Excerpts of pointing data
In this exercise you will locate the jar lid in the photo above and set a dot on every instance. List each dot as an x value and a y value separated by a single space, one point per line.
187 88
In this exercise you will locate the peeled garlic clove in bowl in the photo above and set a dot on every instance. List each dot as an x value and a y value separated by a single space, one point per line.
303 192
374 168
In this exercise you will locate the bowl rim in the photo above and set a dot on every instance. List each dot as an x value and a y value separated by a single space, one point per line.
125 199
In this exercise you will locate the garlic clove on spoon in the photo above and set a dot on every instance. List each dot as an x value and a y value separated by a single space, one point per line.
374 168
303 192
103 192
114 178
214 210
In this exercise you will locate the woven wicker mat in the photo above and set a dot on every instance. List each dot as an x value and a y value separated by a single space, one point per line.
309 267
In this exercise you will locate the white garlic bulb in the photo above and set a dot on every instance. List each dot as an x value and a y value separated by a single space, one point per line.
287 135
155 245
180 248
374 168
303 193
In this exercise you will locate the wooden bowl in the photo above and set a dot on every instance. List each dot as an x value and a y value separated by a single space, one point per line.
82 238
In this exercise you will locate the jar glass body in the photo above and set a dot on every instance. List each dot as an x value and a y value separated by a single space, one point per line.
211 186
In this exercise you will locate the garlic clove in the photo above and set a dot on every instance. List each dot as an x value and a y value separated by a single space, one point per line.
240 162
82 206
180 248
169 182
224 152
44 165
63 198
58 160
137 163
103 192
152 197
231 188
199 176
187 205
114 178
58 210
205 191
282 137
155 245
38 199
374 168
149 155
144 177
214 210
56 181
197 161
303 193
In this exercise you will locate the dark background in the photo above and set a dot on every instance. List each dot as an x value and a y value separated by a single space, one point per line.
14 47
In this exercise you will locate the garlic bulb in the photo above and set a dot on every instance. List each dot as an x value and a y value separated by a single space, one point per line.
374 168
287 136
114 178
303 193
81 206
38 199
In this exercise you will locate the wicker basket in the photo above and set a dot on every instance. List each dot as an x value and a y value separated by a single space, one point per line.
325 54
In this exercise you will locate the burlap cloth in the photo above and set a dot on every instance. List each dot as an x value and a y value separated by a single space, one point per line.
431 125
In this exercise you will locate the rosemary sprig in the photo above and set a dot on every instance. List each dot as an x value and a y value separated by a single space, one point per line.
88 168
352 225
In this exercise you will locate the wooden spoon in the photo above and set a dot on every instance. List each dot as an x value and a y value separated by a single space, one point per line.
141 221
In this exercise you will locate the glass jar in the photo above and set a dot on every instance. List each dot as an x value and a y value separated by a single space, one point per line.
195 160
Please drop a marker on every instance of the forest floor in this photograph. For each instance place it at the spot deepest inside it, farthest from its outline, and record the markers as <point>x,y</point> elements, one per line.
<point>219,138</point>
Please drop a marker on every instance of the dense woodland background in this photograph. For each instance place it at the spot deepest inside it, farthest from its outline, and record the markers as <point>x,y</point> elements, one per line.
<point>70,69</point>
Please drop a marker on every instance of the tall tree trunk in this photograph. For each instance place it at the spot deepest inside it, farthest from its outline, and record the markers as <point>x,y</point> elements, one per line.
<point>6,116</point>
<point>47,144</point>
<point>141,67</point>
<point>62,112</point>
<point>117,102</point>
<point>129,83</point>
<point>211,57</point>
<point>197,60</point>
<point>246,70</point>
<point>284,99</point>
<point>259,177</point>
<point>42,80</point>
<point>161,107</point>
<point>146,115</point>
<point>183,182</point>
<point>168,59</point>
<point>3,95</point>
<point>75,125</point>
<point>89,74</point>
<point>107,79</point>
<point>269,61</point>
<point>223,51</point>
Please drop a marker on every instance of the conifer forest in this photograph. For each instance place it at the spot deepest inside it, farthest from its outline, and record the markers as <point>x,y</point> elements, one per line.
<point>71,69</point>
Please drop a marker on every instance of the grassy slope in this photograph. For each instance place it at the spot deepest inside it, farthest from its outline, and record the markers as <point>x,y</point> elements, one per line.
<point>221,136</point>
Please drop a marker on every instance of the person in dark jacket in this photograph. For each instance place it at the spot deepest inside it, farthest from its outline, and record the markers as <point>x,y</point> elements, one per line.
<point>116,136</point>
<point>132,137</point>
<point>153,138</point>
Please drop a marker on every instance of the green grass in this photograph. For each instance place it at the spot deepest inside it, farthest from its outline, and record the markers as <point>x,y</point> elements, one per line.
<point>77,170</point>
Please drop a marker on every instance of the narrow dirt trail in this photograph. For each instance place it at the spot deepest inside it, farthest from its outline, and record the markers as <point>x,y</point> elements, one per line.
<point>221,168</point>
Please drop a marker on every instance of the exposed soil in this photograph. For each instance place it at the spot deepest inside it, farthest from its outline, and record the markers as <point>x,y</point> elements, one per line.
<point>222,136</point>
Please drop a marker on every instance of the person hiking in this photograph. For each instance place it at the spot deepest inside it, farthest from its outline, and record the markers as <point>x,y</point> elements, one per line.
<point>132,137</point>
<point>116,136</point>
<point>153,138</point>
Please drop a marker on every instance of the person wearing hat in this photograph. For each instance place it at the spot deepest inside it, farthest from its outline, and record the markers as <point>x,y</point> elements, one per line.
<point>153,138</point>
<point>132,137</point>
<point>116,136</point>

==

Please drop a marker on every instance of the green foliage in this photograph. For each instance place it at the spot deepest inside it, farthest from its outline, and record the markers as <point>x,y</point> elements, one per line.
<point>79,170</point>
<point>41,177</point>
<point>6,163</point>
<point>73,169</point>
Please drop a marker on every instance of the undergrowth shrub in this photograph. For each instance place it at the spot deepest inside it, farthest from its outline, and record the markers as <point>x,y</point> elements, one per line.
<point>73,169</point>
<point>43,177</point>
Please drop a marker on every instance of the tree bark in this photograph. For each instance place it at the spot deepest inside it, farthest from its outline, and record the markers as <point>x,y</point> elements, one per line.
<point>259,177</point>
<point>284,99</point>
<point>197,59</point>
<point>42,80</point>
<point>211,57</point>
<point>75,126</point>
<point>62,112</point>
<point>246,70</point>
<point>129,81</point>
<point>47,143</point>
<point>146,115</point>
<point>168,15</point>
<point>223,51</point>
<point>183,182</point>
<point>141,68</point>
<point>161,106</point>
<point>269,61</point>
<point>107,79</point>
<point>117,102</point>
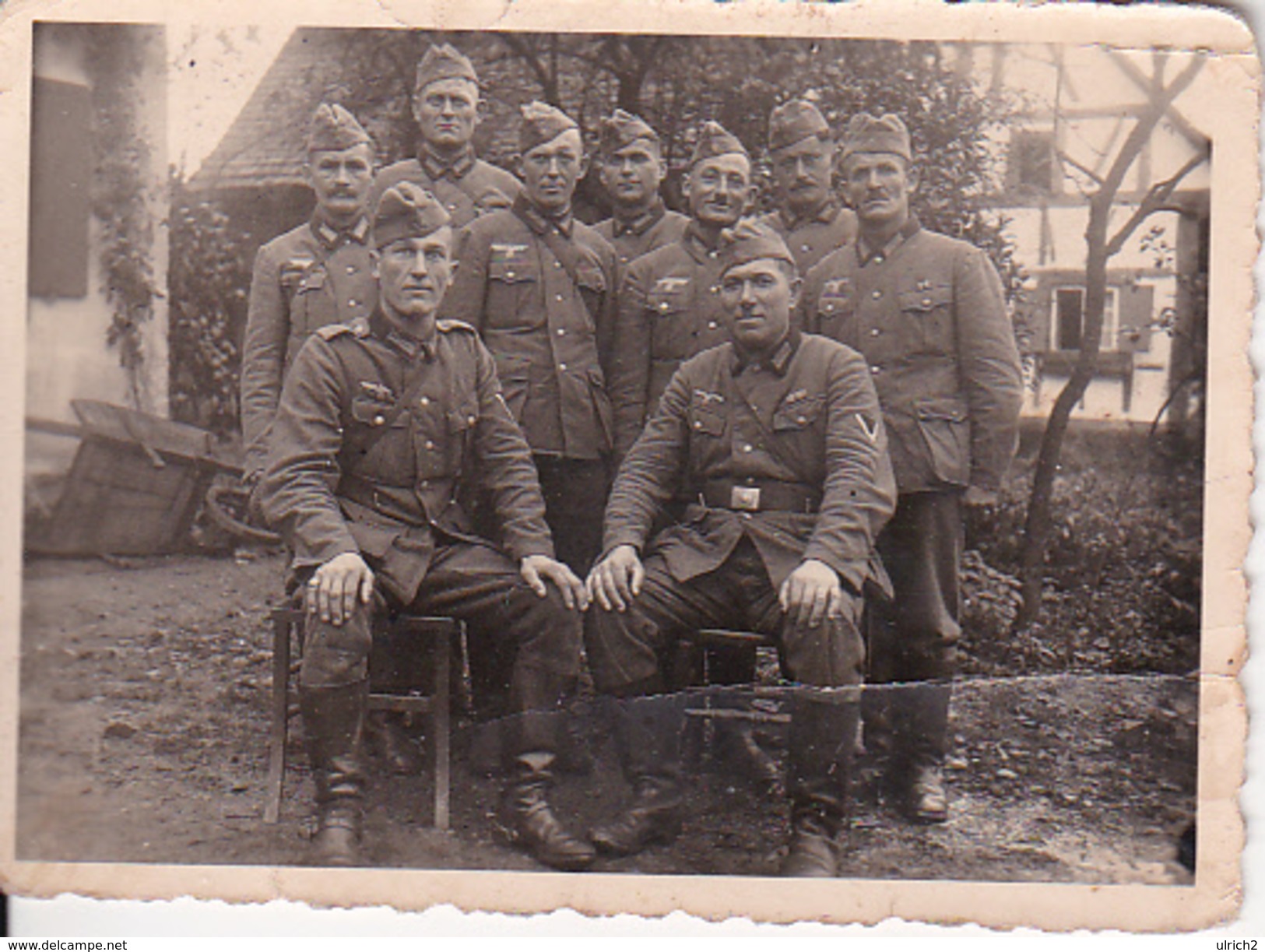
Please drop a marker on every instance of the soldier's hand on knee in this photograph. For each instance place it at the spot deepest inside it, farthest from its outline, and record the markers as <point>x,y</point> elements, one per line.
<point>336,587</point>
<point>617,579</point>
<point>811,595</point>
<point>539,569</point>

#### SET PROBLEM:
Copy out the lines beginning with the line containing "Please drop a marker on every instance of the conifer" and continuing through the line containing "<point>71,69</point>", both included. Reproduce the requests as they stand, but multiply each coordinate in the answers by 0.35 and round the result to a whole number, rounding halves up.

#### FULL SOLUTION:
Please drop a marker on every instance of the conifer forest in this photograph. For each instance place it at the spot deepest inside it, farthest from its outline, and record the markers as <point>x,y</point> elements, one per line.
<point>25,24</point>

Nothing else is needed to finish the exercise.